### Work to do
Rewrite the rows below, replacing every "single point" with "single marker" and leaving everything else as it is.

### Supplied material
--*--

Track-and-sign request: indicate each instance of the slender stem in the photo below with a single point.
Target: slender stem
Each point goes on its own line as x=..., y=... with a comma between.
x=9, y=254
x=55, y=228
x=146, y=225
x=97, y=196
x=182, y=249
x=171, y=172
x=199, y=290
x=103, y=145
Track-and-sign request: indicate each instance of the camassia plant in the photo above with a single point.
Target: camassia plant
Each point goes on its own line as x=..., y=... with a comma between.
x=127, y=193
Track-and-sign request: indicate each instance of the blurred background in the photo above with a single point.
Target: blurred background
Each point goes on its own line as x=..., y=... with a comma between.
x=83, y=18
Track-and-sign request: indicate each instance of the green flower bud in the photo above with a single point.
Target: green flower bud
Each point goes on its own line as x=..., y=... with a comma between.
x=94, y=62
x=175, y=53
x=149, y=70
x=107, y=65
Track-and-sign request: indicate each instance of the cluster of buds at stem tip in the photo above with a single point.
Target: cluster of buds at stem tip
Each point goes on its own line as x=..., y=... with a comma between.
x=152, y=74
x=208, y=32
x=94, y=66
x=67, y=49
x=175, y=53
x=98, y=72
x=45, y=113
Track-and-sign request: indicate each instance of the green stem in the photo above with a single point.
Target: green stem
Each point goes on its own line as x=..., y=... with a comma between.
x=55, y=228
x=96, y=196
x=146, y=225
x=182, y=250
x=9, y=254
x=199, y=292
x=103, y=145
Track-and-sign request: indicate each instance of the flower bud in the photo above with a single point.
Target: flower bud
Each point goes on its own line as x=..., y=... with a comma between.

--*--

### Written solution
Track-and-sign request: indicate each instance of the slender stem in the photo below with a single marker.
Target: slender stem
Each point goes on its own line as x=..., y=... with a comma between.
x=9, y=254
x=55, y=228
x=146, y=225
x=97, y=196
x=182, y=249
x=171, y=172
x=199, y=290
x=103, y=145
Track-and-sign request: indicate each instance of the camassia plant in the photo above with a single marker.
Target: camassia plant
Each point goes on its own line as x=..., y=... with a comma between.
x=127, y=193
Track-and-sign request: indicate each instance of the blurred background in the photo above with a single marker.
Target: blurred background
Each point goes on its own line as x=..., y=... with a comma between.
x=83, y=18
Track-and-sign request: indicate each instance of the green flower bud in the photo above with a single marker.
Target: green flower bud
Each point goes on its own line as x=..., y=... with a comma between.
x=94, y=62
x=175, y=53
x=149, y=70
x=107, y=65
Track-and-sign request: indicate each instance of the cluster of buds at stem tip in the photo above with a single marker.
Target: cluster of buds at stem tip
Each point goes on its own line as x=..., y=... with a comma between.
x=152, y=74
x=208, y=32
x=94, y=66
x=67, y=49
x=175, y=53
x=98, y=72
x=45, y=113
Track-and-sign request: indicate each instance of the green stem in the photo above with a single marker.
Target: green stem
Each point goes on its own line as x=..., y=... with a comma between.
x=55, y=228
x=96, y=196
x=146, y=225
x=182, y=250
x=9, y=254
x=199, y=292
x=103, y=145
Track-and-sign request: indicate each instance of the flower bud in the photo above with a single marker.
Target: flower bud
Each point goes on its own line as x=..., y=... with a comma between.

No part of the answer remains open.